» **What you have to do**:
Pick out every line of the records below that contains the string "blue". Case counts.

» **Stored records**:
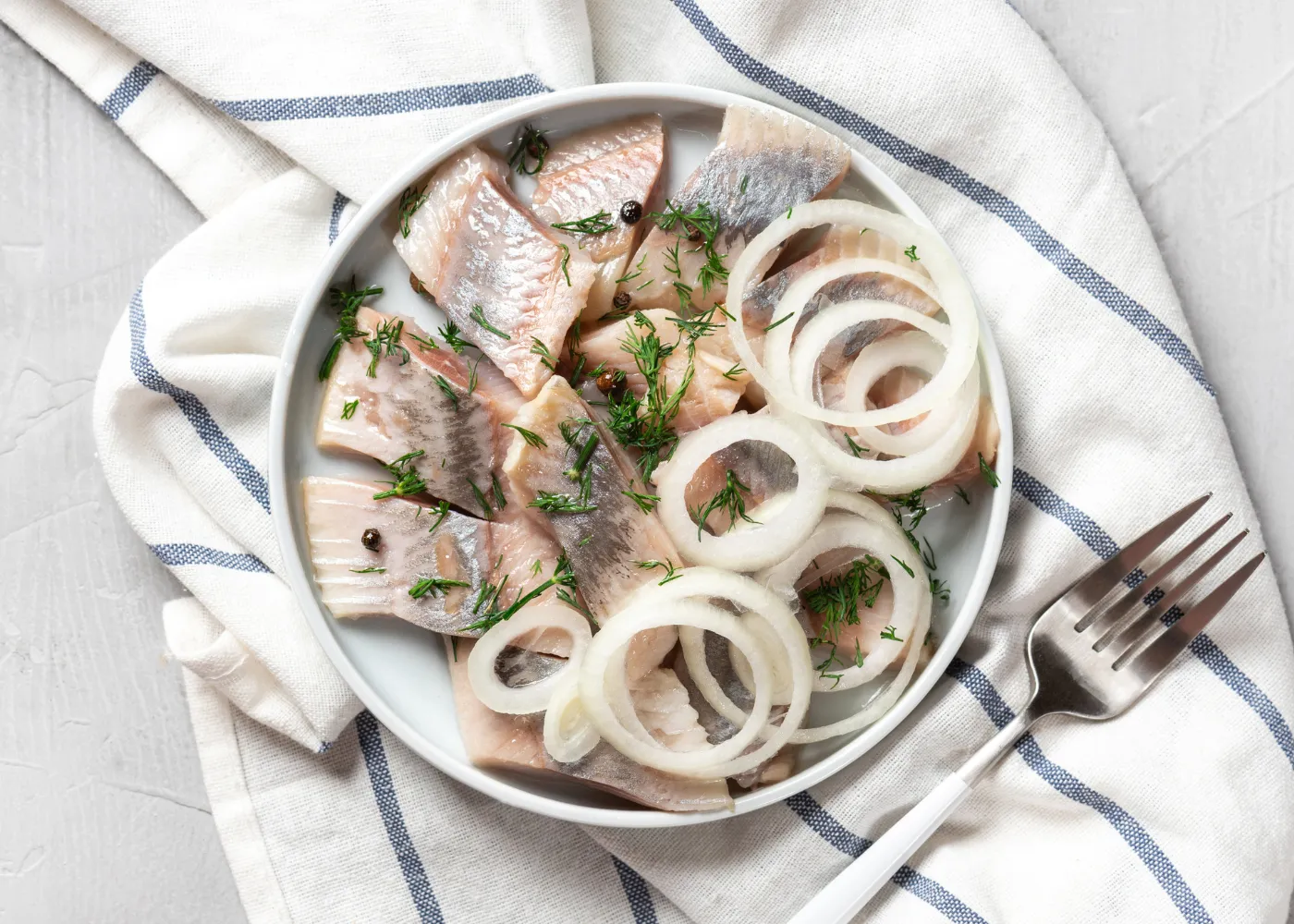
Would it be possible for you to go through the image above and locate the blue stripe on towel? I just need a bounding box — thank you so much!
[327,193,349,243]
[673,0,1215,395]
[946,657,1213,924]
[129,288,269,514]
[611,854,656,924]
[787,792,986,924]
[149,542,271,575]
[208,74,553,122]
[355,710,446,924]
[98,61,162,122]
[1012,468,1294,768]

» **Complete answer**:
Would it be possible for you to go through the image above and locate the blue stripe on towel? I just need a bounding box — thank you so much!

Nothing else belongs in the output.